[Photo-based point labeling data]
━━━━

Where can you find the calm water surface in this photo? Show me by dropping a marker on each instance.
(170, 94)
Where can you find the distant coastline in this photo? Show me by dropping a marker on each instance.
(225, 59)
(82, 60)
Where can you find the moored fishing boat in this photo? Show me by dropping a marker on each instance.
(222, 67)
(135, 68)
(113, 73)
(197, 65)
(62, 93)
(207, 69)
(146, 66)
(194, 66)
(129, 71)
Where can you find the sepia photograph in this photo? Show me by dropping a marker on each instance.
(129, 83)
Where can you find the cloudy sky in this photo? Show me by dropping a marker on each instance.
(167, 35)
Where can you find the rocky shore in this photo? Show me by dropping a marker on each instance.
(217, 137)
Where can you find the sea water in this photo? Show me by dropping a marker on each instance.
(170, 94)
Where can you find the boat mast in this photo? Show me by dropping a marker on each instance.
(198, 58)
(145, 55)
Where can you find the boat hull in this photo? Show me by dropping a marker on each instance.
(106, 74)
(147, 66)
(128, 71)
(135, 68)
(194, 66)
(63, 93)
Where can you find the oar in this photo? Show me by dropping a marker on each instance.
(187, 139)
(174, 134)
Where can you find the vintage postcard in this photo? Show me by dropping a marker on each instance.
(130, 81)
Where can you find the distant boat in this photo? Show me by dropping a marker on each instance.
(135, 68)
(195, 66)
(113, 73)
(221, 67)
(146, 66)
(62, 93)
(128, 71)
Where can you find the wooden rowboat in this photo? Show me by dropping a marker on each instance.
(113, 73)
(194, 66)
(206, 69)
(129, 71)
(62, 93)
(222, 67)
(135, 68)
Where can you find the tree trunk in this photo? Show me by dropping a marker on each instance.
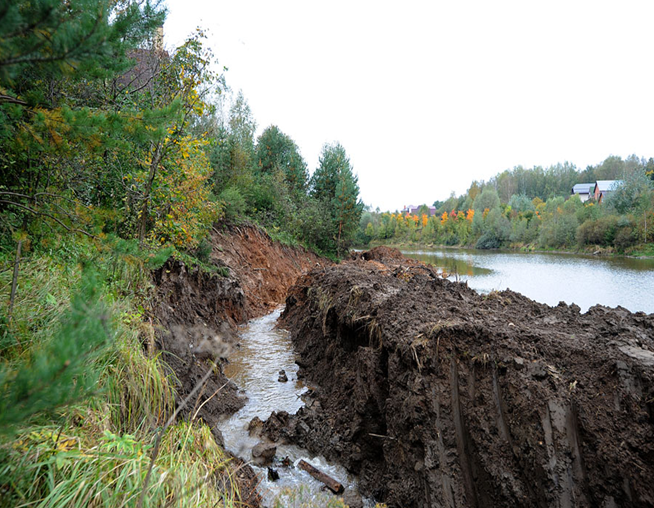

━━━━

[TO BE DONE]
Rewrite every line of the items above as a Markdown table with two columns, "No." for the row number and "Line" for the line itself. Omit blank lines and the pictures.

[FULL OUTPUT]
| No. | Line |
|---|---|
| 1 | Where can you find the calm water surface in this photo? Show me by dropping a marker on each instance. |
| 2 | (170, 94) |
| 3 | Where can you find the distant coastline in this photo? Show me by dropping a marker on each instance. |
| 4 | (225, 59) |
| 5 | (82, 60) |
| 6 | Where can you find the moored fishing boat in this photo? Show me by dropping a marker on each instance. |
| 7 | (222, 67) |
| 8 | (135, 68) |
| 9 | (113, 73) |
| 10 | (197, 65) |
| 11 | (62, 93) |
| 12 | (207, 69) |
| 13 | (146, 66) |
| 14 | (194, 66) |
| 15 | (129, 71) |
| 16 | Where can you find the sepia photograph in this photo? Show me by dropping a marker on each instance. |
| 17 | (129, 83) |
| 18 | Where can you find the cloudy sky in this photo? Show me by dropping a marker on each instance. |
| 19 | (167, 35) |
| 20 | Where can you find the rocky shore in this photo? Show me by dropping a marker on each instance. |
| 21 | (217, 137) |
| 22 | Where can you find the sea water in this photo? Show me by dropping a marker on each instance. |
| 23 | (170, 94) |
| 24 | Where can you find the boat mast in this photo? Show me by dropping a marker on each instance. |
| 25 | (198, 58) |
| 26 | (145, 55) |
| 27 | Where can you find the boat hull in this photo? Show me by dropping a marker on each instance. |
| 28 | (106, 74) |
| 29 | (147, 66) |
| 30 | (128, 71) |
| 31 | (135, 68) |
| 32 | (194, 66) |
| 33 | (63, 93) |
| 34 | Where can you find the oar in this photo? Show me by dropping a marker on each instance. |
| 35 | (187, 139) |
| 36 | (174, 134) |
| 37 | Where can you find the vintage postcard in this photo? Show me by dropping a marker on each instance. |
| 38 | (130, 81) |
| 39 | Where can you find the distant boat in this photo? Show me by dropping a marker on each instance. |
| 40 | (135, 68) |
| 41 | (195, 66) |
| 42 | (113, 73) |
| 43 | (221, 67) |
| 44 | (146, 66) |
| 45 | (62, 93) |
| 46 | (128, 71) |
| 47 | Where can you find the wooden rowboat in this photo? Show me by dropping a marker on each instance. |
| 48 | (113, 73) |
| 49 | (194, 66) |
| 50 | (206, 69) |
| 51 | (129, 71) |
| 52 | (62, 93) |
| 53 | (222, 67) |
| 54 | (135, 68) |
| 55 | Where can you find the tree trunk in this photo? Show me by dropping a marker on each instance. |